◆ Problem: State only the number of lines in the records below that contain the word "white".

— BEGIN —

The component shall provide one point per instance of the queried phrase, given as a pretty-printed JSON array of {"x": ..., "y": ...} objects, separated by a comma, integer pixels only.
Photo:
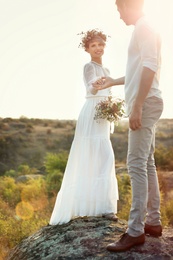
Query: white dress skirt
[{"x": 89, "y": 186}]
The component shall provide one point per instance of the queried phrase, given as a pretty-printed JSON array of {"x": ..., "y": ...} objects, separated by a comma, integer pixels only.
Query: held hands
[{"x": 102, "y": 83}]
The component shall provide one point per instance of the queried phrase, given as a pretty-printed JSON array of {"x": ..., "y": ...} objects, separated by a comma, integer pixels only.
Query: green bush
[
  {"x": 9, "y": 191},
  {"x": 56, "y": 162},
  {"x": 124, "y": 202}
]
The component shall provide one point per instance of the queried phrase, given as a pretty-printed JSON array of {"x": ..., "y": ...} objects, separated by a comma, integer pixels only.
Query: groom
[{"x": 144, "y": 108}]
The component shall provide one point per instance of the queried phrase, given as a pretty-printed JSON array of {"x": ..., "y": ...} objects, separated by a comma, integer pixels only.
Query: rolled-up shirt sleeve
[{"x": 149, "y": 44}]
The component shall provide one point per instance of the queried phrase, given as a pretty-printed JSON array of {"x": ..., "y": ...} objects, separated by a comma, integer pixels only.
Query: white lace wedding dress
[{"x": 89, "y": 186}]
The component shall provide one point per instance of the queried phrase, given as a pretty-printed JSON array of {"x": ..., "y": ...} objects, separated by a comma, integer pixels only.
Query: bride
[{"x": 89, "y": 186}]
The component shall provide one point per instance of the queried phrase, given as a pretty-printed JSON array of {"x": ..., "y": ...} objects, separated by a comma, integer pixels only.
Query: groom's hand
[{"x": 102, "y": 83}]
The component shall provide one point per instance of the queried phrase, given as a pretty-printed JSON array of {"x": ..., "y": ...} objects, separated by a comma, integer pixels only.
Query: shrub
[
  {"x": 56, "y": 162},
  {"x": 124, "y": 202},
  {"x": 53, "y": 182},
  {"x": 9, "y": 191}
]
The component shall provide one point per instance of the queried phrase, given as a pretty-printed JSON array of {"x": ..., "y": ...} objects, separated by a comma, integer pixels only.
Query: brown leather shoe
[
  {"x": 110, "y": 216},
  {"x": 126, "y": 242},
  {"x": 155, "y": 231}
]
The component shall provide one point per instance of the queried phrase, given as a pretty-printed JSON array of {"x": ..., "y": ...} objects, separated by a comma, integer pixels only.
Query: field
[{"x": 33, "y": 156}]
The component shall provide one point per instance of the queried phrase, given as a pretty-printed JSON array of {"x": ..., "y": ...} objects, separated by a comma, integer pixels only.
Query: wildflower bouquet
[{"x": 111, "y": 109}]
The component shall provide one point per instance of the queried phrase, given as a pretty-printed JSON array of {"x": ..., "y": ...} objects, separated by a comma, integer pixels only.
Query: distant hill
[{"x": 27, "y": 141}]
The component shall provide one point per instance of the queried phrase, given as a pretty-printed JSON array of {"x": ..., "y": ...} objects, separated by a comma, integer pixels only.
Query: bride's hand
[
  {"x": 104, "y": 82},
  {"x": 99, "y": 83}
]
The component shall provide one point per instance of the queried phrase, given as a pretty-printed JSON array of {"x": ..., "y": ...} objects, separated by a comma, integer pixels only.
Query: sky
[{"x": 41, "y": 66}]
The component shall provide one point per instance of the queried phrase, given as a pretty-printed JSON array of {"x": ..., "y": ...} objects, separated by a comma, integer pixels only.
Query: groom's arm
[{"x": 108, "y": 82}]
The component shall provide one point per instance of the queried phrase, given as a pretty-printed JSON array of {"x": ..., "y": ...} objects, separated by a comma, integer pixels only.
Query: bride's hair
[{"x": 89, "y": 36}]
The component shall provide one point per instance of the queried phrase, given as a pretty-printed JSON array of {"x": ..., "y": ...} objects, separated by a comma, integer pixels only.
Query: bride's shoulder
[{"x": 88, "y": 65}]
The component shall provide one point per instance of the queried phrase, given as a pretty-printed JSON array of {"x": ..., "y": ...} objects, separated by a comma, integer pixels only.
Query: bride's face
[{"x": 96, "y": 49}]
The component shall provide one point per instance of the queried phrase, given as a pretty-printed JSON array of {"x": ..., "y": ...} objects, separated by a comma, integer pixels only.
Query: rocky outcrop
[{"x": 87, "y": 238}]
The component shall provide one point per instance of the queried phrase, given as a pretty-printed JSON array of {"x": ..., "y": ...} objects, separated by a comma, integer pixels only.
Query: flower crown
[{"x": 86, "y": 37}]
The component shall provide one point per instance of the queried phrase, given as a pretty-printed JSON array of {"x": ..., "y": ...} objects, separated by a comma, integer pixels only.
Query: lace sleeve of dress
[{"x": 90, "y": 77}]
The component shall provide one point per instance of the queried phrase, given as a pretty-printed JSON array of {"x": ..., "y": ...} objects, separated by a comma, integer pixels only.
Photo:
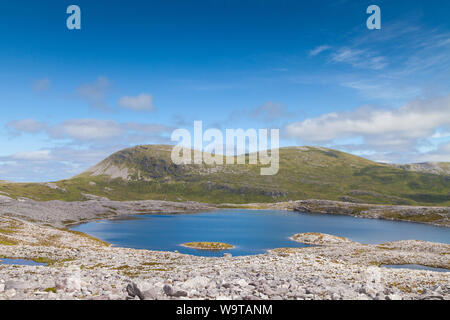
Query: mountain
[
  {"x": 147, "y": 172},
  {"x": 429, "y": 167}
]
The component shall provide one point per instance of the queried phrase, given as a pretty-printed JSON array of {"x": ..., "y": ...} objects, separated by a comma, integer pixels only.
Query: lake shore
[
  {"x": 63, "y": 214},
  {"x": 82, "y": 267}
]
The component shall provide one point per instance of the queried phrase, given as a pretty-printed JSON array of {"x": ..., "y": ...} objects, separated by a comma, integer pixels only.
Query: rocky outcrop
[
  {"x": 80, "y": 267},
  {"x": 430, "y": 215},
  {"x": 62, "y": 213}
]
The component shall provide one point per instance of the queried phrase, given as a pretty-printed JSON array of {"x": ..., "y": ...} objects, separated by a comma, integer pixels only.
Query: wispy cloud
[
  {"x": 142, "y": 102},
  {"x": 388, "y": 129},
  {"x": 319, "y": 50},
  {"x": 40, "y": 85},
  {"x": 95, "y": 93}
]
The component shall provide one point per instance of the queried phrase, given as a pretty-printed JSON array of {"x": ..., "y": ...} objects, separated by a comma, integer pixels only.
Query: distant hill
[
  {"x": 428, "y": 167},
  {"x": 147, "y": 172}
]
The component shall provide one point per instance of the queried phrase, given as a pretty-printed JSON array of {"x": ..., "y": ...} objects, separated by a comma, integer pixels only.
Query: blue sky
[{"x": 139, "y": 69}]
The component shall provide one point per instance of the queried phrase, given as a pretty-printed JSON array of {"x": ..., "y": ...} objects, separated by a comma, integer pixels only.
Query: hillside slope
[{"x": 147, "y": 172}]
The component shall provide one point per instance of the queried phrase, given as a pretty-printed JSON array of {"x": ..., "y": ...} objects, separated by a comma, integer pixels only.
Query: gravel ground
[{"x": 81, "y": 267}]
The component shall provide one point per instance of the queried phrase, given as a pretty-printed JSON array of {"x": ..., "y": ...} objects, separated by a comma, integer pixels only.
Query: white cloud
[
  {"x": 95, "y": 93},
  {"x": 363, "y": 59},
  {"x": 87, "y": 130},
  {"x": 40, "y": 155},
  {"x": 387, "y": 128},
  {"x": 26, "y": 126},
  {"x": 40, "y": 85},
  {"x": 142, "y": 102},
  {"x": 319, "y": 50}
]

— END —
— BEGIN —

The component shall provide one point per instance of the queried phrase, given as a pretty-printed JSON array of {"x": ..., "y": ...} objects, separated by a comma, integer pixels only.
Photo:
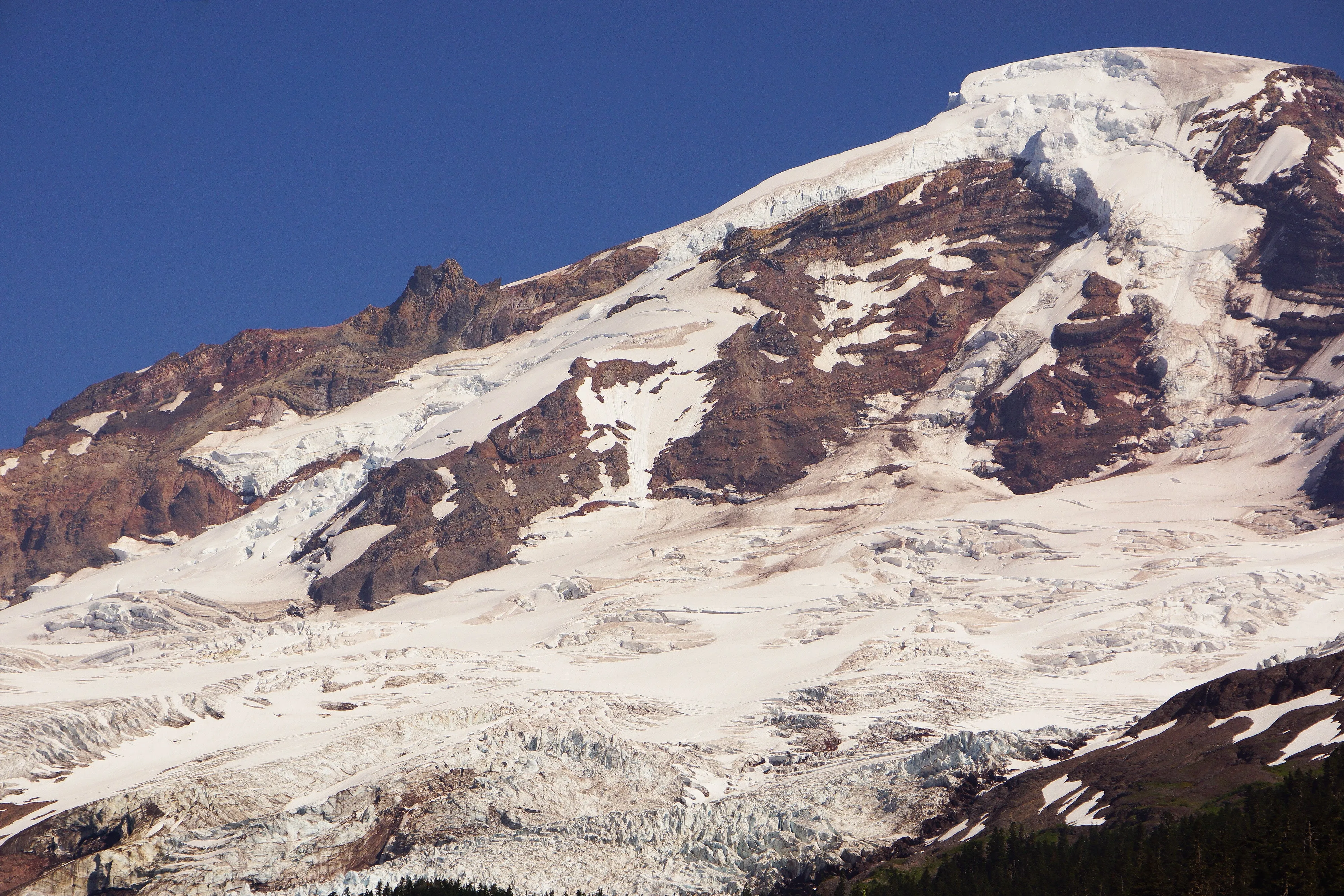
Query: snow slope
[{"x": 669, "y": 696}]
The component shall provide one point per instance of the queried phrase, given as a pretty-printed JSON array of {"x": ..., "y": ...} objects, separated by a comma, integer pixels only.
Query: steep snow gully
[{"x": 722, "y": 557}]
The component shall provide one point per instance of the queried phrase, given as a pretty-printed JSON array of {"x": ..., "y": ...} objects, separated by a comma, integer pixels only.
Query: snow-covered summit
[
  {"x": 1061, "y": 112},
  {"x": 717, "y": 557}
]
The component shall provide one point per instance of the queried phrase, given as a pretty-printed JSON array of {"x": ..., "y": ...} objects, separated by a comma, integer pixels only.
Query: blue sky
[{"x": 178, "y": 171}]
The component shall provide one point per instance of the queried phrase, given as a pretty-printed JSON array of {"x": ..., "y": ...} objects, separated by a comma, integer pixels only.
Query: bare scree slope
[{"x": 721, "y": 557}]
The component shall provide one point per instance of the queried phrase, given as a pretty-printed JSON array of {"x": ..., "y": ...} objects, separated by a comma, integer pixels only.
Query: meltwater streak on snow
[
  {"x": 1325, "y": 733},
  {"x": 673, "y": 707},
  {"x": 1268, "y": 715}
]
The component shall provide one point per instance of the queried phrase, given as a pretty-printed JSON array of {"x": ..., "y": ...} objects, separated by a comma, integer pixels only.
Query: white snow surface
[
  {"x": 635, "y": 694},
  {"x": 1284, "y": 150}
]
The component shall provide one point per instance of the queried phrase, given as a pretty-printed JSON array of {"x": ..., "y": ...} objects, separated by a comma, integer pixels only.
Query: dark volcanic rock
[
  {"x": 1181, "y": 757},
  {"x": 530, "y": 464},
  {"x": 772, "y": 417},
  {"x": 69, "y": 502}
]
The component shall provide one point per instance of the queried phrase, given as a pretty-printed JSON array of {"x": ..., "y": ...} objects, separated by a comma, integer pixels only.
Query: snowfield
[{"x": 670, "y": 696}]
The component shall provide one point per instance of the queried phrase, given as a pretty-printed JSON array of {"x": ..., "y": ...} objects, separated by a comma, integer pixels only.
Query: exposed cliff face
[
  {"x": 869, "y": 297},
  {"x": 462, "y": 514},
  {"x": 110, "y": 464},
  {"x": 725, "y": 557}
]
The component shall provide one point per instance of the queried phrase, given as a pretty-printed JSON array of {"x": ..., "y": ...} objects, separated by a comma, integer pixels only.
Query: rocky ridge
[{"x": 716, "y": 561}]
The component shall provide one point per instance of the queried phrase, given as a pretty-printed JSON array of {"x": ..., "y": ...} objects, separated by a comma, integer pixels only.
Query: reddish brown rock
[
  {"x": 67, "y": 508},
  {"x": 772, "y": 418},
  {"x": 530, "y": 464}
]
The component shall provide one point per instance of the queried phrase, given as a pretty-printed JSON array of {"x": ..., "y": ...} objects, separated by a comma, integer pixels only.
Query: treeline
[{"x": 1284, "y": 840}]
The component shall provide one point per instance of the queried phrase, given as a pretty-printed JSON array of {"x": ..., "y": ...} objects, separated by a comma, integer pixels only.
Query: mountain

— END —

◆ Response for this exercise: 4